**Brano**
======

Al di là della domanda di profilo
storico sul come abbiamo fatto in duemila anni a oscurare tale evidenza, tanto
da aver re-introdotto pressoché tutte le ambiguità pre-cristiane sul volto di
Dio, resta comunque aperto il quesito se tale “travisamento” sia dovuto solo a
processi storici, scelte sbagliate di alcuni, desiderio di potere di altri
(ecc…), o se – più radicalmente – dentro a tutto questo e senza venir meno ad
una seria presa di responsabilità in proposito – non ci sia una strutturale
fatica umana a dar credito a tale paternità. Che l’indagine debba andare in
questa direzione, lo suggerisce soprattutto il continuo ritornare delle parole
di Gesù sulla necessità di credere: «Vi ho detto però che voi mi avete visto,
eppure non credete», «In verità, in verità io vi dico: chi crede ha la vita
eterna».
È come se il contrasto letterario
tra prospettiva dell’uomo e prospettiva di Dio fosse tutta in questi due poli:
la fatica dell’uomo a credere nella vita, con il suo conseguente desiderio di
morte, e la volontà di Dio di dare Vita all’uomo, con il conseguente desiderio
di nutrirlo. Ma perché l’uomo desidera morire? E in che senso?

======

**Istruzioni di lavoro**
• A. Nel brano sulla fatica umana a credere, quali sono i due poli in cui si concentra il contrasto tra prospettiva dell'uomo e prospettiva di Dio?
• B. Scrivi il seguito del brano sulla fatica umana a credere, riprendendo subito dopo la sua ultima frase.
Il materiale riportato più in basso è indipendente dal brano.

[Voci tratte da un dataset]
======

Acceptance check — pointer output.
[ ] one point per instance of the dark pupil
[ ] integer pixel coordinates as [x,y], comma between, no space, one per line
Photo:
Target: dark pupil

======

**Risposte finali**
• A. Da una parte la fatica dell'uomo a credere nella vita, con il suo conseguente desiderio di morte; dall'altra la volontà di Dio di dare Vita all'uomo, con il conseguente desiderio di nutrirlo.

• B.
Lo mettono bene in luce sia la
prima lettura con la presentazione di Elia, che «desideroso di morire», disse:
«Ora basta, Signore! Prendi la mia vita, perché io non sono migliore dei miei
padri», sia le mormorazioni raccontate nel vangelo, sia l’asprezza, lo sdegno,
l’ira, le grida, le maldicenze e le malignità di cui racconta Paolo.
Dietro tutti questi atteggiamenti
sta infatti lo stesso percorso interiore: l’interruzione del credito dato alla
vita.
Perché Elia vuole morire? Non
perché ritenga la morte più auspicabile della vita, ma perché ritiene
quest’ultima non più degna di credito, che è il “ragionamento” di ogni
aspirante suicida, come attestava già De Andrè nella sua Preghiera in Gennaio: «Signori benpensanti spero non vi dispiaccia
se in cielo in mezzo ai santi Dio fra le sue braccia, soffocherà il singhiozzo
di quelle labbra smorte che all’odio e all’ignoranza preferirono la morte». Si
preferisce dunque la morte perché la vita non è più Vita.
Questo percorso interiore della
sfiducia nella vita, lo si capisce ancor meglio se si va a vedere perché Elia
voglia lasciarsi morire: egli ha appena saputo che la regina Gezabele vuole
ucciderlo. Sembra un paradosso, eppure è proprio così: Elia decide di lasciarsi
morire perché qualcuno lo vuole uccidere. Che è come dire che la vita diventa
non più degna di credito quando ci si rivela che essa può essere smentita, non
custodita, spazzata via; quando qualcuno o qualcosa possono metterla in
questione a tal punto da annientarla.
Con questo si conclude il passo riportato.